■ **GOAL OF THE EXERCISE**:
An exact copy of every entry is needed, without the pictures.

■ **DATA FOR THIS TASK**:
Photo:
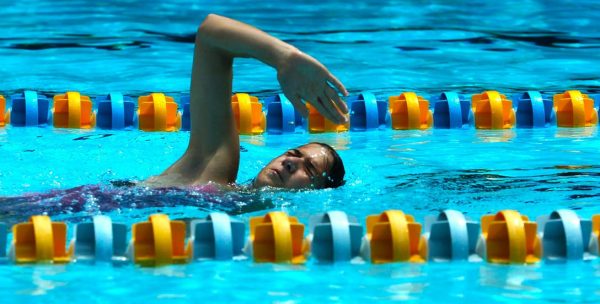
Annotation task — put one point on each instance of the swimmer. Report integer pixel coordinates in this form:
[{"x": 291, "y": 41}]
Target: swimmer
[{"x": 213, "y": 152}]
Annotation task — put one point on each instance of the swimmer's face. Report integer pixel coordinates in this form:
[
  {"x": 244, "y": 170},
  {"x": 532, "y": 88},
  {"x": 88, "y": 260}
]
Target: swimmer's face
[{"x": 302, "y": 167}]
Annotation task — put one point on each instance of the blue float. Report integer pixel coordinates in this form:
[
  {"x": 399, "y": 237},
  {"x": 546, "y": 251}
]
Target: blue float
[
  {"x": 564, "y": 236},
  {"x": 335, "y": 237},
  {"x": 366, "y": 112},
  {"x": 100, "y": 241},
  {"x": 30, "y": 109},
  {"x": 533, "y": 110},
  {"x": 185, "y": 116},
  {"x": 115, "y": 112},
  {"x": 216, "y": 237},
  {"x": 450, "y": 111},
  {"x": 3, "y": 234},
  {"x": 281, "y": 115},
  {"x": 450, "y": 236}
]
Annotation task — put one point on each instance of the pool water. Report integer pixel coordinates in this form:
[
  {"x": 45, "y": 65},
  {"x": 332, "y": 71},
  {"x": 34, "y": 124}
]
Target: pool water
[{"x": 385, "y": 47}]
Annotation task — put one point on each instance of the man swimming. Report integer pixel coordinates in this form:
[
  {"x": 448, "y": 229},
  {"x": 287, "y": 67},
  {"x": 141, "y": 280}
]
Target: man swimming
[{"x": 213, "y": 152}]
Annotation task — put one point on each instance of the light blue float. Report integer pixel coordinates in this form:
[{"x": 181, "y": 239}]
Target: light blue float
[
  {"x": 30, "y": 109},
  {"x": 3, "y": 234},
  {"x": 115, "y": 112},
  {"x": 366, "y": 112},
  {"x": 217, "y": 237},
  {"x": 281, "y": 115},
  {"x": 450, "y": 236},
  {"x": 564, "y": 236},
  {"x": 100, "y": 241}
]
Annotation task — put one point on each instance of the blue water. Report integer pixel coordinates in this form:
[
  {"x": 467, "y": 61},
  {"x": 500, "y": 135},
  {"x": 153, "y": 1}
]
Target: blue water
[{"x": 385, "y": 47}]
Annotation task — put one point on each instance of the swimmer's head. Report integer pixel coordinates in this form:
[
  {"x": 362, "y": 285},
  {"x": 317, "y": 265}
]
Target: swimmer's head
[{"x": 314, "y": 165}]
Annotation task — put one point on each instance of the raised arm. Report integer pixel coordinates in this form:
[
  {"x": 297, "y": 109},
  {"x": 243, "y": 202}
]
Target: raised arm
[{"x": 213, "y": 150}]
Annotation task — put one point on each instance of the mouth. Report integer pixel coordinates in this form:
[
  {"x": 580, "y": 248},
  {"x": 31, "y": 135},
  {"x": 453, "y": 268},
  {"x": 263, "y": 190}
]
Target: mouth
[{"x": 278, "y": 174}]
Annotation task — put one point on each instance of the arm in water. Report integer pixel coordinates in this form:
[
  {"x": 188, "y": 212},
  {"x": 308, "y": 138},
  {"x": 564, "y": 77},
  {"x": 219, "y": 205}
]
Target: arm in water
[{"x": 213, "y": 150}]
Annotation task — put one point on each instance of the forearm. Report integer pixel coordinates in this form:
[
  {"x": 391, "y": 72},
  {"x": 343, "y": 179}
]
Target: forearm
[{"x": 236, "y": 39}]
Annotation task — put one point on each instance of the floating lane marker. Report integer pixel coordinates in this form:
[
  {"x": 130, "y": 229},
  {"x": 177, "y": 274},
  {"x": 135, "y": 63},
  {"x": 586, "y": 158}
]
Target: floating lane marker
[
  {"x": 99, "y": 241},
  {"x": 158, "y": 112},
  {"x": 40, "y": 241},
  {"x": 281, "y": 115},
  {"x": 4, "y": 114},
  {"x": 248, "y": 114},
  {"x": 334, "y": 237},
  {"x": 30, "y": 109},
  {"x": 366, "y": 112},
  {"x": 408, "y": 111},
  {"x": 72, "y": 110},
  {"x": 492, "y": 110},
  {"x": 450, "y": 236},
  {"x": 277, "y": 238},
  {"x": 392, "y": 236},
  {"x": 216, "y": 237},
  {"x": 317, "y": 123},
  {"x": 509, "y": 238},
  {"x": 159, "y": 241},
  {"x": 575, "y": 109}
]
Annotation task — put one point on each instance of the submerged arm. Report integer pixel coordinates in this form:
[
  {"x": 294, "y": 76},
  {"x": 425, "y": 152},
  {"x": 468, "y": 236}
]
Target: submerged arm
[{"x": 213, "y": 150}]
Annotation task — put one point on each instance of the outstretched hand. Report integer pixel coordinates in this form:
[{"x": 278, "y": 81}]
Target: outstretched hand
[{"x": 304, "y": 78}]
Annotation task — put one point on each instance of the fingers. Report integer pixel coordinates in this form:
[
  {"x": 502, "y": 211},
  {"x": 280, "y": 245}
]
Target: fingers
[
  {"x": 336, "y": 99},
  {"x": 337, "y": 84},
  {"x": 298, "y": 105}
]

■ **RESULT OF THIS EXERCISE**:
Photo:
Annotation task — put one point on each instance of the swimmer. Report integer pixel coordinates in this form:
[{"x": 291, "y": 41}]
Target: swimmer
[{"x": 213, "y": 152}]
Annotation task — put one point on each instance of the swimmer's face. Report integer pixel coordinates in this form:
[
  {"x": 244, "y": 170},
  {"x": 532, "y": 88},
  {"x": 88, "y": 260}
]
Target: swimmer's face
[{"x": 302, "y": 167}]
Annotation task — put one point on each instance of the blue float. Report integer pixel coordinates in this form:
[
  {"x": 399, "y": 237},
  {"x": 546, "y": 251}
]
Target: blue float
[
  {"x": 564, "y": 236},
  {"x": 335, "y": 237},
  {"x": 366, "y": 112},
  {"x": 100, "y": 241},
  {"x": 30, "y": 109},
  {"x": 533, "y": 110},
  {"x": 185, "y": 116},
  {"x": 115, "y": 112},
  {"x": 216, "y": 237},
  {"x": 450, "y": 111},
  {"x": 3, "y": 234},
  {"x": 281, "y": 115},
  {"x": 450, "y": 236}
]
Annotation task — put one point on each instance of the pool water. Report integer pixel coordinates in this form:
[
  {"x": 45, "y": 65},
  {"x": 332, "y": 71},
  {"x": 34, "y": 124}
]
Target: pool water
[{"x": 385, "y": 47}]
Annotation task — put one point on each instance of the man swimming. Report integer pixel coordinates in this form:
[
  {"x": 448, "y": 229},
  {"x": 287, "y": 67},
  {"x": 141, "y": 280}
]
Target: man swimming
[{"x": 213, "y": 152}]
Annotation task — put one point on each instance of the light blue float. Report integer pixel coordinates in this form:
[{"x": 181, "y": 239}]
Target: light blue float
[
  {"x": 30, "y": 109},
  {"x": 3, "y": 234},
  {"x": 115, "y": 112},
  {"x": 366, "y": 112},
  {"x": 217, "y": 237},
  {"x": 281, "y": 115},
  {"x": 450, "y": 236},
  {"x": 564, "y": 236},
  {"x": 100, "y": 241}
]
Annotation task — put one point on each instance of the blue water. Report integer pixel coordinates in this form:
[
  {"x": 467, "y": 61},
  {"x": 500, "y": 135},
  {"x": 153, "y": 1}
]
Target: blue water
[{"x": 385, "y": 47}]
Annotation task — put one point on each instance of the swimmer's head. Report integer pixel coordinates in this form:
[
  {"x": 362, "y": 285},
  {"x": 317, "y": 265}
]
Target: swimmer's head
[{"x": 314, "y": 165}]
Annotation task — put one point on each instance of the raised arm. Report integer pixel coordinates in this form:
[
  {"x": 297, "y": 109},
  {"x": 243, "y": 202}
]
Target: raised arm
[{"x": 213, "y": 150}]
Annotation task — put one point on each instance of the mouth. Report integer pixel coordinates in this form:
[
  {"x": 580, "y": 248},
  {"x": 31, "y": 135},
  {"x": 453, "y": 268},
  {"x": 263, "y": 190}
]
Target: mouth
[{"x": 278, "y": 174}]
Annotation task — put one point on each instance of the arm in water. Report integer pixel coordinates in this form:
[
  {"x": 188, "y": 212},
  {"x": 308, "y": 138},
  {"x": 564, "y": 77},
  {"x": 219, "y": 205}
]
Target: arm in water
[{"x": 213, "y": 150}]
Annotation task — put one point on each instance of the forearm. Report integer pixel coordinates in this form:
[
  {"x": 391, "y": 72},
  {"x": 343, "y": 179}
]
Target: forearm
[{"x": 236, "y": 39}]
Annotation task — put one point on each instance of the floating lane marker. Report integer pixel coordinates in this form:
[
  {"x": 130, "y": 229},
  {"x": 177, "y": 274},
  {"x": 135, "y": 63},
  {"x": 586, "y": 158}
]
Target: floating lane marker
[
  {"x": 99, "y": 241},
  {"x": 158, "y": 112},
  {"x": 40, "y": 241},
  {"x": 281, "y": 115},
  {"x": 4, "y": 114},
  {"x": 248, "y": 114},
  {"x": 334, "y": 237},
  {"x": 30, "y": 109},
  {"x": 366, "y": 112},
  {"x": 408, "y": 111},
  {"x": 72, "y": 110},
  {"x": 492, "y": 110},
  {"x": 450, "y": 236},
  {"x": 277, "y": 238},
  {"x": 392, "y": 236},
  {"x": 216, "y": 237},
  {"x": 317, "y": 123},
  {"x": 509, "y": 238},
  {"x": 159, "y": 241},
  {"x": 575, "y": 109}
]
Annotation task — put one point on each instance of the submerged arm. Report integer pixel coordinates in this form:
[
  {"x": 294, "y": 76},
  {"x": 425, "y": 152},
  {"x": 468, "y": 236}
]
Target: submerged arm
[{"x": 213, "y": 150}]
Annotation task — put one point on each instance of the outstretched hand. Report integer pixel coordinates in this form:
[{"x": 278, "y": 81}]
Target: outstretched hand
[{"x": 304, "y": 78}]
Annotation task — put one point on each instance of the fingers. Report integer pixel coordinates in this form:
[
  {"x": 502, "y": 211},
  {"x": 280, "y": 245}
]
Target: fingers
[
  {"x": 336, "y": 99},
  {"x": 337, "y": 84},
  {"x": 298, "y": 105}
]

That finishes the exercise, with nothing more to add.